[start LISTED ENTRIES]

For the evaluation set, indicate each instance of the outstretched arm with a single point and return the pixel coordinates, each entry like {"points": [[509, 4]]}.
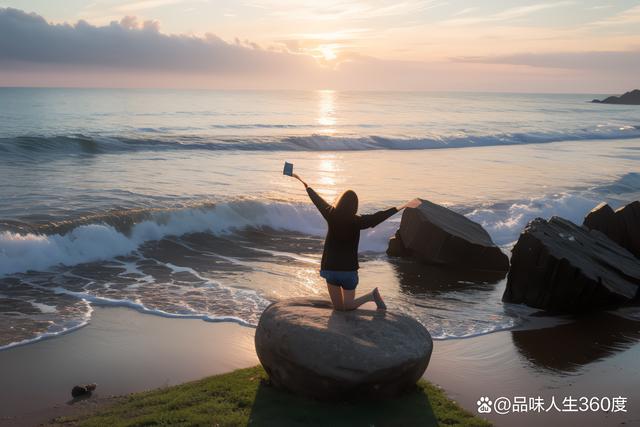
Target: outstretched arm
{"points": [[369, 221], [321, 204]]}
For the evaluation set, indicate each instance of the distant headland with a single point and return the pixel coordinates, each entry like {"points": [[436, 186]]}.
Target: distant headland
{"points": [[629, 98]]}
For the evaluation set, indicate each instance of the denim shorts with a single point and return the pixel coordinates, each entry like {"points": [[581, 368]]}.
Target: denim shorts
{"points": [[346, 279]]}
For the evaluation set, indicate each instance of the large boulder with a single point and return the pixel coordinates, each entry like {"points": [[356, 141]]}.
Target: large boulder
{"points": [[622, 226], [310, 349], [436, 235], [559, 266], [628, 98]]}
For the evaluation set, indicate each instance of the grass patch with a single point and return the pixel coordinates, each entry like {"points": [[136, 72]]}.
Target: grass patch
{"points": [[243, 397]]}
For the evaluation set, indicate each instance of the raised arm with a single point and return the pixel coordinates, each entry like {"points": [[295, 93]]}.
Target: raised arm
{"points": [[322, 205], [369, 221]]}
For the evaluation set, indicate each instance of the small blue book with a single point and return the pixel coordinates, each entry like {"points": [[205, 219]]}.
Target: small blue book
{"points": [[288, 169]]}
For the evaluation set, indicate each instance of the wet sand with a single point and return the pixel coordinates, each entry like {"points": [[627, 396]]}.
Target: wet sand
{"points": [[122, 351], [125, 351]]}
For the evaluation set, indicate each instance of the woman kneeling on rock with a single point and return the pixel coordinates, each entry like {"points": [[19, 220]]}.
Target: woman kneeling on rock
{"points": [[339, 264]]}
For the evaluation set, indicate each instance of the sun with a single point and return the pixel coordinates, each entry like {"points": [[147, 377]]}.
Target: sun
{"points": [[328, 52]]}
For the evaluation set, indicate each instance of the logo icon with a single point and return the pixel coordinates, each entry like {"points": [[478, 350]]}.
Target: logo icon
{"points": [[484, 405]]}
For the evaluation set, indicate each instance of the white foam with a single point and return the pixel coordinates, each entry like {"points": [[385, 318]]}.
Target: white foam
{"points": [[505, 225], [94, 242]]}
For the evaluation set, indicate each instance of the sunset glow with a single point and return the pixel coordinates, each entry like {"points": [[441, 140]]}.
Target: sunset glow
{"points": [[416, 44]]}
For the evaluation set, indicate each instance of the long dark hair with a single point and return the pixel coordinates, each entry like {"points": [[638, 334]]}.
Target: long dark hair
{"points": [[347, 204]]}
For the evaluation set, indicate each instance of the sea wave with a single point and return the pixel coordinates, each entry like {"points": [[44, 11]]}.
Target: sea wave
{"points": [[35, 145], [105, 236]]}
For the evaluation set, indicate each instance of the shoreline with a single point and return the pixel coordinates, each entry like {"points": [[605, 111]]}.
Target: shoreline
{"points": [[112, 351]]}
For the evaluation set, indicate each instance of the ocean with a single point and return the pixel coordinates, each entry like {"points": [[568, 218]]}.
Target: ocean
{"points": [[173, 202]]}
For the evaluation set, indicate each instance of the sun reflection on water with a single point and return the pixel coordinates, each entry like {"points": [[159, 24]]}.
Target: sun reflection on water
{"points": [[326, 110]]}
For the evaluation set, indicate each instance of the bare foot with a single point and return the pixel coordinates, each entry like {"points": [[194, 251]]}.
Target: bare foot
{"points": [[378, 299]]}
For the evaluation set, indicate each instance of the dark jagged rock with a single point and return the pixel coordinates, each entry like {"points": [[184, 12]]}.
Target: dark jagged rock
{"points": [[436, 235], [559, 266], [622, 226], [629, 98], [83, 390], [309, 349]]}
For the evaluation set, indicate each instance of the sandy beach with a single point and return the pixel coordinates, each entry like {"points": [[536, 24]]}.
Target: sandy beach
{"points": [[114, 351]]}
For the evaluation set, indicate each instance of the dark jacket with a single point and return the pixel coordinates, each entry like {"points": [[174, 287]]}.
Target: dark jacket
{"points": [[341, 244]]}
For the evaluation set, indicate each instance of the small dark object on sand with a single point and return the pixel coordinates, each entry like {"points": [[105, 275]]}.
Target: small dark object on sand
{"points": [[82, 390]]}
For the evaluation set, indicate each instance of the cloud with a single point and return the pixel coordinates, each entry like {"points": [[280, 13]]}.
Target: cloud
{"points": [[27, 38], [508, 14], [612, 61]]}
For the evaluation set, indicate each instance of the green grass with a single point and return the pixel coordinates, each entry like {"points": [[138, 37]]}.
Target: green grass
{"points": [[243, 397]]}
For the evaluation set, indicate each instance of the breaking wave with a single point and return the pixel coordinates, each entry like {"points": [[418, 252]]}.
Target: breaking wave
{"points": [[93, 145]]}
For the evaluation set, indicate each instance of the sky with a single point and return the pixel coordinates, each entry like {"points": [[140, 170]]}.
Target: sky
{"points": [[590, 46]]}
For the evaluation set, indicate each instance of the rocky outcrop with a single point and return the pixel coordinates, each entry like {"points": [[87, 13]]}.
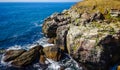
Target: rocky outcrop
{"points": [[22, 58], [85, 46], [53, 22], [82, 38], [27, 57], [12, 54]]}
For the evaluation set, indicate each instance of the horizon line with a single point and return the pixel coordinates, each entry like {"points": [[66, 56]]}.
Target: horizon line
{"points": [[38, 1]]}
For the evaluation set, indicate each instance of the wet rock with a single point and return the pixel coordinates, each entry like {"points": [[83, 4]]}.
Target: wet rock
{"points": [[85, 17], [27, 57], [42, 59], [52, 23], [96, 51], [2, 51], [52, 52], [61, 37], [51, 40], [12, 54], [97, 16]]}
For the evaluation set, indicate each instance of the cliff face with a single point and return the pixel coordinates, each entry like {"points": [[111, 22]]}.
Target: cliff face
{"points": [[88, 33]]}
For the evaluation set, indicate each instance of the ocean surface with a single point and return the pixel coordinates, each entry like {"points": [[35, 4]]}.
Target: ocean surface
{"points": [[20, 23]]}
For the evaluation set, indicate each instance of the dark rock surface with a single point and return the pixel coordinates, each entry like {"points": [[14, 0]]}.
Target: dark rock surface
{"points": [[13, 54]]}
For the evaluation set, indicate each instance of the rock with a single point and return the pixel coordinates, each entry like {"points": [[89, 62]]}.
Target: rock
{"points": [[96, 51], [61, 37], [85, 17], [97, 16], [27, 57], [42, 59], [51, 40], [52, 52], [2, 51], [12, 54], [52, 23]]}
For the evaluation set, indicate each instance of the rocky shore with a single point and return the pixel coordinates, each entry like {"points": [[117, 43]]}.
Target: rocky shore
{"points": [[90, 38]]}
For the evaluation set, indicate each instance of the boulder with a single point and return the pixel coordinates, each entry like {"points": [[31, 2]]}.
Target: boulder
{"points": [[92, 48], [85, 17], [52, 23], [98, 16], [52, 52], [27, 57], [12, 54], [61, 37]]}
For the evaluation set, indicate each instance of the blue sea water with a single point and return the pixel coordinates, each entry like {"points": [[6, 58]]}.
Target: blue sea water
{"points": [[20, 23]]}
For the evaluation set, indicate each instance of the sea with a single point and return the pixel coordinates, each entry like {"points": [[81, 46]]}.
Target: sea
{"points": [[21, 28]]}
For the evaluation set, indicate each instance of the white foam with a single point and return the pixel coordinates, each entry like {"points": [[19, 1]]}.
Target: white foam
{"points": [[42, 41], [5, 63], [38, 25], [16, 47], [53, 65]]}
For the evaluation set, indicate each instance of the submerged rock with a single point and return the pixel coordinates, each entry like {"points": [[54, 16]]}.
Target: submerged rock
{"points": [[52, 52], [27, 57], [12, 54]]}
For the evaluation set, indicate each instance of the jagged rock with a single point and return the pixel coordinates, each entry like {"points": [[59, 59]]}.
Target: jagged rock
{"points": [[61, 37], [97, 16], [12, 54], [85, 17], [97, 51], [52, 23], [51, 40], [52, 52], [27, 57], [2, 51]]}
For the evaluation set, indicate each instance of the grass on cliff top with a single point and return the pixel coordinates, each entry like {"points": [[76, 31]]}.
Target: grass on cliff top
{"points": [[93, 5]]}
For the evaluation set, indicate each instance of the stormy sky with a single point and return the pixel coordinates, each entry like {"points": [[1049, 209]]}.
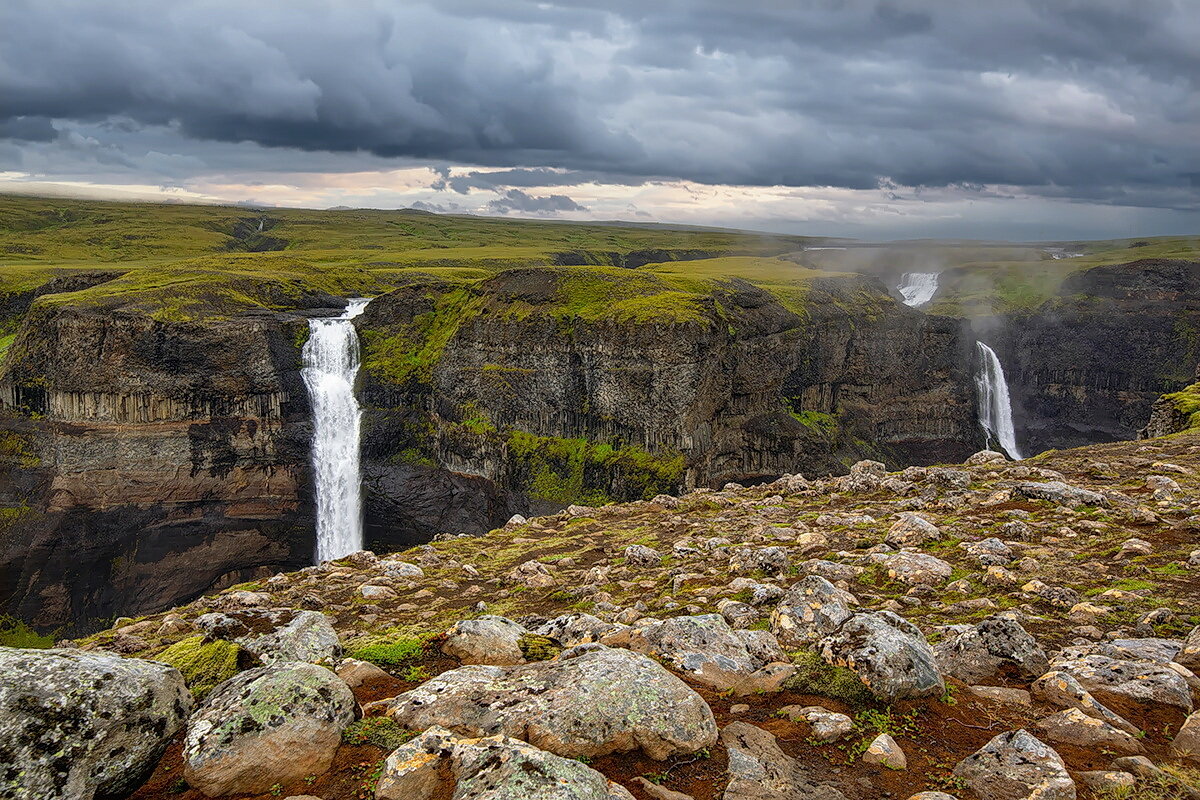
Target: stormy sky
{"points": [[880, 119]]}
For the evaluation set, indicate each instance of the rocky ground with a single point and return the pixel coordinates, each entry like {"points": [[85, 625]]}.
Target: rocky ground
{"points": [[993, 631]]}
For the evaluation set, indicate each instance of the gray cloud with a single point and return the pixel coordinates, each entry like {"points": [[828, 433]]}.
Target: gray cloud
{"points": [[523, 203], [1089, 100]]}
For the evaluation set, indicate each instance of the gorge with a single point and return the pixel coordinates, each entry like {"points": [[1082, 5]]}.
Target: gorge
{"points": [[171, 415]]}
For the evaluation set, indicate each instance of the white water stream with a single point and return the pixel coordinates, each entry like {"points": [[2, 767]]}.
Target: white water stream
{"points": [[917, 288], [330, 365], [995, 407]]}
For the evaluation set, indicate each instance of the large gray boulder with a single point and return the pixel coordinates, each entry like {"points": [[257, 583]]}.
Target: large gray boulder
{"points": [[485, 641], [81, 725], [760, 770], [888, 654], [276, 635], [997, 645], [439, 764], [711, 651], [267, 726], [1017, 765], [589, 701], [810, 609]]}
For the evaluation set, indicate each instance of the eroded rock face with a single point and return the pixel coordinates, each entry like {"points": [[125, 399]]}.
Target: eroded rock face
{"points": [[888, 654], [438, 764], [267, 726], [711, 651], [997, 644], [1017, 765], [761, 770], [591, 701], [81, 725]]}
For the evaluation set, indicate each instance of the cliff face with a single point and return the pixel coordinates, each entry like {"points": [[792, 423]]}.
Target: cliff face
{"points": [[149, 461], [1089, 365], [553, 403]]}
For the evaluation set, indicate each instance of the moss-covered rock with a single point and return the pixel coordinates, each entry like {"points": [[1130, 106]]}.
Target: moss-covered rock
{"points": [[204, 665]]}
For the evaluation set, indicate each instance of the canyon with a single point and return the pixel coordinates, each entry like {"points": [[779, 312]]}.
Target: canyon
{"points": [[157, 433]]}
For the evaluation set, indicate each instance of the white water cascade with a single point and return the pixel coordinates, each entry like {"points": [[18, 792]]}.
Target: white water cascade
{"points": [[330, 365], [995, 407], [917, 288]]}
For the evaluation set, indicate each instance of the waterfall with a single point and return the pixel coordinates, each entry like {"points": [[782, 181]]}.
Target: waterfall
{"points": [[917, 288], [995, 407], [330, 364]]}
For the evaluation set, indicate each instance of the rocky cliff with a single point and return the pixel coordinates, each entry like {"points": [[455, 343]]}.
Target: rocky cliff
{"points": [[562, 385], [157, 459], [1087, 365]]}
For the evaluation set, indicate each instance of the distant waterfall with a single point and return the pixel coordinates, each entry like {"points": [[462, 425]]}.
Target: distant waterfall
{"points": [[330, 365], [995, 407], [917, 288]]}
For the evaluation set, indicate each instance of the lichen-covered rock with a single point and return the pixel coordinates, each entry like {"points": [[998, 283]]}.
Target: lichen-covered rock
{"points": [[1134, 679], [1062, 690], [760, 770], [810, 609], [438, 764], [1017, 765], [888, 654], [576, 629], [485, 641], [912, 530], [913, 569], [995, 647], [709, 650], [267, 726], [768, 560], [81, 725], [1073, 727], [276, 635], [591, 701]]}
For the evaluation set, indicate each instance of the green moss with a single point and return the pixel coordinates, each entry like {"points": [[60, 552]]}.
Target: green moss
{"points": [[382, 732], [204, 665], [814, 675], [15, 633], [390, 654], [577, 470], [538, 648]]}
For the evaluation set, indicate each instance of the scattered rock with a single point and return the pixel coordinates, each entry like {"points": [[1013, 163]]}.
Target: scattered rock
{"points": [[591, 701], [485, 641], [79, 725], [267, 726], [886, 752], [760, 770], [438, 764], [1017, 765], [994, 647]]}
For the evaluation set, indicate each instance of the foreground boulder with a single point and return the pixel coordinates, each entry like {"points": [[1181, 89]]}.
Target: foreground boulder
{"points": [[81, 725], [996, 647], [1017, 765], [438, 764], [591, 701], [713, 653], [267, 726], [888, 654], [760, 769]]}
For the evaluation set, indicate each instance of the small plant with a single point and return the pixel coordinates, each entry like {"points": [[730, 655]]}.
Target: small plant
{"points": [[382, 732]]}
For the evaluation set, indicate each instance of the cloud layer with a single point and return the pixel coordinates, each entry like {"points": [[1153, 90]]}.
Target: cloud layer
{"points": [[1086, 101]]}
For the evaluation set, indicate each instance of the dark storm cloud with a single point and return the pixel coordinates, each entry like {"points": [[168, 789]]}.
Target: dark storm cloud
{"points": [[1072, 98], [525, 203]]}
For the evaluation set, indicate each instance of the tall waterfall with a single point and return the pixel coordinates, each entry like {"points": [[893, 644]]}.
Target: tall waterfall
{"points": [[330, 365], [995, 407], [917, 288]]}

[end LISTED ENTRIES]

**EXERCISE DESCRIPTION**. From the "the small plant" line to the close of the listing, restate each line word for word.

**FINAL ANSWER**.
For the evaluation set, indicate each instance of the small plant with a single point and return the pixel coordinates, each entry like {"points": [[730, 655]]}.
Target: small plant
{"points": [[382, 732]]}
For the evaluation set, indicate each instance of the cloud layer with a single point and return the pixel coordinates, each entry like {"points": [[1153, 90]]}.
Target: cloud layer
{"points": [[1086, 101]]}
For the evaluation set, indicate each instance of the dark storm cloud with a single point and return the pixel coordinates, each entry like {"points": [[168, 789]]}.
Target: dark storm cloud
{"points": [[1072, 98], [525, 203]]}
For the evaluation set, indicate each instance of the tall waterfall with a single point and return the pixel coordinates, each entry like {"points": [[893, 644]]}.
Target: tall waterfall
{"points": [[330, 365], [995, 407], [917, 288]]}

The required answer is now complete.